> [Selected excerpt]:
★ ★ ★ ★ ★

# My First Deer Ribs



## austinh79 (Jan 25, 2016)

Hey everyone,

I am going to attempt to smoke deer ribs for the first time ever. I've already read from multiple places to not even waste my time but I want to give it ago. I shot a nice 3 year old PA mountain Doe back at the beginning of December so I have the racks currently frozen. I'm coming in with a blank slate and any suggestions or any help at all would be greatly appreciated. I also would consider myself a novice smoker, I've been doing it for about a year and a half so any basics don't hold back either! I appreciate all the help in advance! 

Thanks!


----------



## SmokinAl (Jan 26, 2016)

Welcome to SMF!

Glad to have you with us.

Don't have a clue about deer ribs, but I'm sure someone who does will be along soon.

Al


----------



## killmode (Jan 26, 2016)

The best deer ribs are ones off of a mature buck because they are generally meatier and leaner than does or young bucks. Anyone who tells you they aren't worth messing with most likely tried ribs off of a fat doe.

This is how I do it and they come out great.

1. I remove every other rib bone as I cut the ribs into singles (this leaves twice as much meat on each rib)

2. You don't have to remove it all, but remove excess fat if fatty. (deer fat is the enemy as far as good ribs)

3. Rub generously with your favorite dry rub. (I use salt, pepper, garlic powder, onion powder and a little soul seasoning but have had good results with Strawberry's or similar rubs)

4. Grill over charcoal till they "look" done.

5. Place them inside an oven bag (in a baking pan) with one can of beer poured  inside to generate steam. You can then put back on the grill or put them in the oven on low heat (around 225) and let them steam till desired tenderness is achieved, usually 1 to 2 hours.

6. Serve with sauce on the side or without. Good stuff. I have changed the minds of several people who have said deer ribs aren't worth saving.


----------



## mowin (Jan 26, 2016)

Kill, 

Admittedly, I've never tried your technique for ribs, but even on a rutted out buck, the rib meat has a layer of fat in the middle.  At least in my area. I've tried 'em several ways, and had poor results. I typically bone the ribs out and use it for dog food, but I will try your recipe next season.


----------



## austinh79 (Jan 26, 2016)

Thank you for all of that! Do you do any spritzing with these kind of ribs?


----------



## grabber (Jan 28, 2016)

Let us know how they turn out.  I hunt in WNY.  Tried cooking deer ribs but they always turned out like I was eating a candle.  Deer fat is totally different from beef or pork fat.  It didn't melt.  Good luck.


----------

★ ★ ★ ★ ★

> [Source material]:
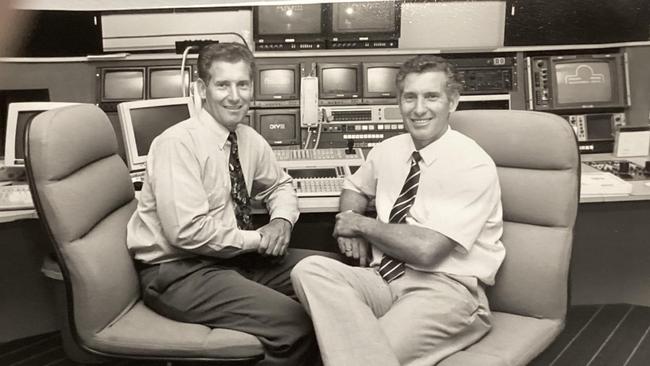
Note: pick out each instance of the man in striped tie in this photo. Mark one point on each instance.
(417, 295)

★ ★ ★ ★ ★

> [Task list]:
1. Translate this sentence from the deer ribs thread into Spanish: "Deer fat is totally different from beef or pork fat."
2. Answer these questions from the deer ribs thread:
(a) How old was the doe that austinh79 shot?
(b) In killmode's method, what goes into the oven bag to generate steam?
(c) Where does grabber hunt?

> [Worked solutions]:
1. La grasa de venado es totalmente diferente de la grasa de res o de cerdo.

2.
(a) 3 years old
(b) One can of beer
(c) WNY